ENTRIES SHOWN START

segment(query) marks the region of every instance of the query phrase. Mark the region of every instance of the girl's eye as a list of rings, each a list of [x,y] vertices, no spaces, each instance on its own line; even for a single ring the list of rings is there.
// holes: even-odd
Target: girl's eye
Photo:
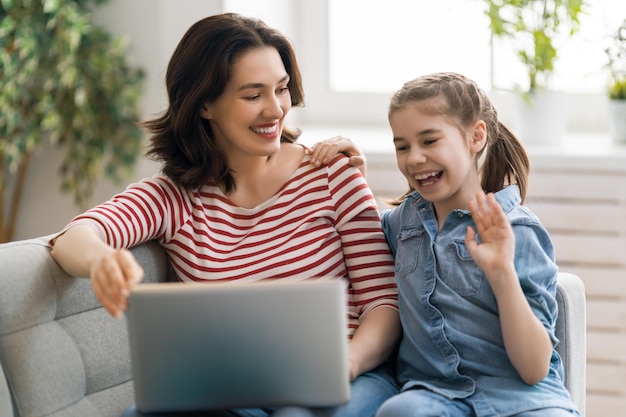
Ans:
[[[406,145],[396,145],[396,152],[404,152],[408,149],[409,147]]]
[[[437,142],[437,139],[426,139],[424,140],[424,145],[432,145],[435,142]]]
[[[260,94],[255,94],[255,95],[253,95],[253,96],[248,96],[248,97],[246,97],[246,100],[249,100],[249,101],[254,101],[254,100],[257,100],[259,97],[261,97],[261,95],[260,95]]]
[[[280,87],[280,88],[278,89],[278,94],[286,94],[286,93],[288,93],[288,92],[289,92],[289,87],[287,87],[287,86]]]

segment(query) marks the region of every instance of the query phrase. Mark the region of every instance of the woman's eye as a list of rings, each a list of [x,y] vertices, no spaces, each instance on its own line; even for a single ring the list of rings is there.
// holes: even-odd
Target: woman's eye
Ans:
[[[437,142],[437,139],[426,139],[426,140],[424,140],[424,144],[425,145],[432,145],[435,142]]]
[[[405,145],[397,145],[396,146],[396,152],[403,152],[403,151],[406,151],[407,149],[409,149],[409,147],[405,146]]]
[[[259,97],[261,97],[259,94],[255,94],[253,96],[246,97],[246,100],[254,101],[254,100],[257,100]]]
[[[285,87],[281,87],[278,89],[278,94],[285,94],[289,92],[289,87],[285,86]]]

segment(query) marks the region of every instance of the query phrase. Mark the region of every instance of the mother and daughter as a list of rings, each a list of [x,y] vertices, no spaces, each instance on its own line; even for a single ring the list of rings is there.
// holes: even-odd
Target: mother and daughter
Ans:
[[[143,276],[127,249],[147,240],[182,281],[342,279],[352,381],[339,407],[177,415],[578,415],[554,349],[552,244],[521,205],[528,158],[474,82],[432,74],[393,96],[410,192],[382,216],[350,141],[308,149],[284,126],[304,94],[280,32],[232,13],[202,19],[166,84],[168,108],[144,123],[162,172],[73,219],[52,256],[89,276],[113,316]]]

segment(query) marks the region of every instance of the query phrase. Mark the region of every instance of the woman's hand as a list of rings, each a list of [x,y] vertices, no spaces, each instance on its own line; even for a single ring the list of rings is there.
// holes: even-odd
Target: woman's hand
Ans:
[[[90,272],[91,286],[102,306],[114,317],[127,307],[132,287],[143,278],[143,269],[127,249],[102,256]]]
[[[343,136],[335,136],[314,144],[311,148],[311,163],[319,167],[329,163],[338,153],[350,158],[350,165],[357,167],[365,177],[367,174],[365,155],[350,139]]]
[[[76,225],[51,242],[52,257],[65,272],[90,277],[96,298],[114,317],[121,317],[133,285],[143,278],[143,269],[126,249],[107,245],[87,225]]]

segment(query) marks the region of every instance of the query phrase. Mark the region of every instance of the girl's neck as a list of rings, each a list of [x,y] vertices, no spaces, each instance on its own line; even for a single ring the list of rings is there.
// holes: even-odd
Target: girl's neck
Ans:
[[[471,186],[465,186],[457,192],[441,201],[434,201],[433,206],[435,209],[435,215],[437,217],[437,228],[441,230],[446,218],[454,210],[469,210],[469,202],[476,198],[476,194],[481,191],[482,188],[478,181]]]

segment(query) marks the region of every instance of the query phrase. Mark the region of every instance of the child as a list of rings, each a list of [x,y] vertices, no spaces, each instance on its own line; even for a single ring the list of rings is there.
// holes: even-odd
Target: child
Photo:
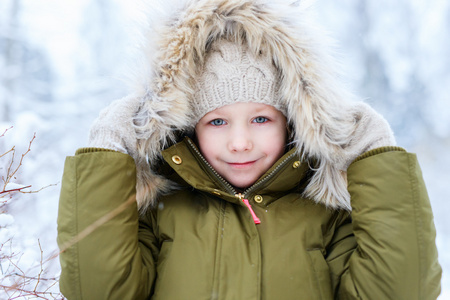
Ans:
[[[438,296],[417,160],[348,100],[306,17],[192,1],[165,27],[150,80],[66,160],[67,298]]]

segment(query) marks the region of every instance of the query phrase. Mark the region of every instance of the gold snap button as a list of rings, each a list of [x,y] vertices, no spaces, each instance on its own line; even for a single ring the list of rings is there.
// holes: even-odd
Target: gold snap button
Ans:
[[[261,195],[256,195],[254,199],[255,199],[255,202],[256,202],[256,203],[261,203],[261,202],[263,202],[263,197],[262,197]]]
[[[219,190],[213,190],[212,193],[217,196],[222,195]]]
[[[172,161],[177,165],[181,165],[181,163],[183,162],[181,157],[179,157],[178,155],[172,156]]]
[[[296,161],[296,162],[294,162],[294,164],[292,165],[292,167],[294,168],[294,169],[297,169],[298,167],[300,167],[300,161]]]

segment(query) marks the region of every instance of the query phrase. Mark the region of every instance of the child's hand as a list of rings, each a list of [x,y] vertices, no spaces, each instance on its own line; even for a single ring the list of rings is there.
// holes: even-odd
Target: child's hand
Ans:
[[[385,146],[395,146],[394,134],[388,122],[369,105],[358,102],[350,110],[355,121],[350,142],[344,148],[342,170],[364,152]]]
[[[142,102],[128,96],[114,101],[100,112],[89,133],[89,147],[106,148],[135,158],[137,136],[133,118]]]

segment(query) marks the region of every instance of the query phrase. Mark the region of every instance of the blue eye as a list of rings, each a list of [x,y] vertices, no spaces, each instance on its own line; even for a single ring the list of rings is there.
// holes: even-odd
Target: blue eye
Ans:
[[[267,119],[266,117],[256,117],[253,119],[254,123],[265,123],[269,121],[269,119]]]
[[[209,122],[209,124],[214,125],[214,126],[221,126],[221,125],[225,125],[225,121],[222,119],[215,119],[215,120],[212,120],[211,122]]]

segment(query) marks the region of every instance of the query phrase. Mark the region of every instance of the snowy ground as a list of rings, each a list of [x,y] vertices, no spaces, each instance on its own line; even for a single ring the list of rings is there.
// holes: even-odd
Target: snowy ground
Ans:
[[[4,253],[17,255],[13,261],[27,274],[39,276],[40,262],[44,261],[47,273],[42,277],[51,279],[59,272],[58,258],[52,259],[52,255],[58,251],[56,217],[64,158],[86,144],[89,126],[100,109],[126,93],[121,74],[127,69],[127,57],[134,47],[134,35],[129,32],[133,32],[131,16],[137,11],[137,6],[132,4],[137,1],[22,0],[17,18],[20,30],[8,33],[2,31],[6,28],[2,22],[10,17],[12,1],[0,2],[0,42],[8,34],[17,35],[26,49],[21,58],[27,58],[28,62],[26,68],[20,63],[7,65],[2,60],[4,53],[0,53],[0,80],[26,78],[17,80],[14,93],[6,89],[4,82],[8,81],[0,81],[0,113],[4,101],[8,101],[11,111],[9,120],[0,119],[0,135],[4,128],[14,126],[0,138],[0,155],[16,145],[16,157],[20,157],[36,133],[15,183],[31,184],[29,190],[48,187],[10,200],[8,213],[0,214],[0,243]],[[406,0],[382,1],[383,5],[380,1],[363,1],[372,19],[377,16],[380,19],[371,24],[371,31],[351,36],[347,34],[349,28],[362,26],[355,21],[358,11],[349,9],[356,7],[358,1],[318,2],[319,16],[336,32],[342,52],[346,53],[344,61],[358,82],[355,85],[367,87],[367,90],[357,89],[364,96],[369,94],[369,102],[386,115],[396,130],[399,144],[418,153],[433,206],[437,246],[444,269],[439,299],[450,299],[450,254],[446,251],[450,247],[450,208],[446,203],[450,158],[445,155],[450,146],[450,103],[448,92],[443,89],[450,84],[450,71],[443,68],[449,62],[450,47],[443,44],[443,37],[449,36],[445,28],[450,28],[450,23],[446,23],[445,15],[450,13],[450,5],[438,0],[413,1],[413,5],[408,4],[413,11],[403,16],[400,11],[405,11],[401,8],[409,3]],[[398,21],[399,18],[403,19]],[[411,19],[416,23],[411,23]],[[411,35],[408,31],[411,28],[417,33],[414,36],[417,39],[403,42],[402,30]],[[378,64],[387,66],[388,78],[366,79],[389,81],[389,88],[399,99],[406,99],[403,102],[398,100],[392,105],[378,102],[378,97],[386,95],[378,94],[382,88],[371,87],[361,79],[363,54],[358,51],[367,44],[373,44],[371,49],[379,54]],[[1,46],[0,43],[0,51]],[[411,53],[412,48],[420,52]],[[374,73],[376,66],[375,63]],[[424,85],[417,93],[426,93],[419,109],[411,100],[414,95],[407,93],[416,88],[411,74],[420,77]],[[420,122],[415,119],[417,110],[426,112]],[[0,265],[2,274],[12,267],[5,260]],[[50,290],[58,292],[57,286]]]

ENTRIES SHOWN END

_PROMPT:_
Could you state how many lines of the data include the word "girl"? Only the number is needed.

_RESULT OF THE EXERCISE:_
4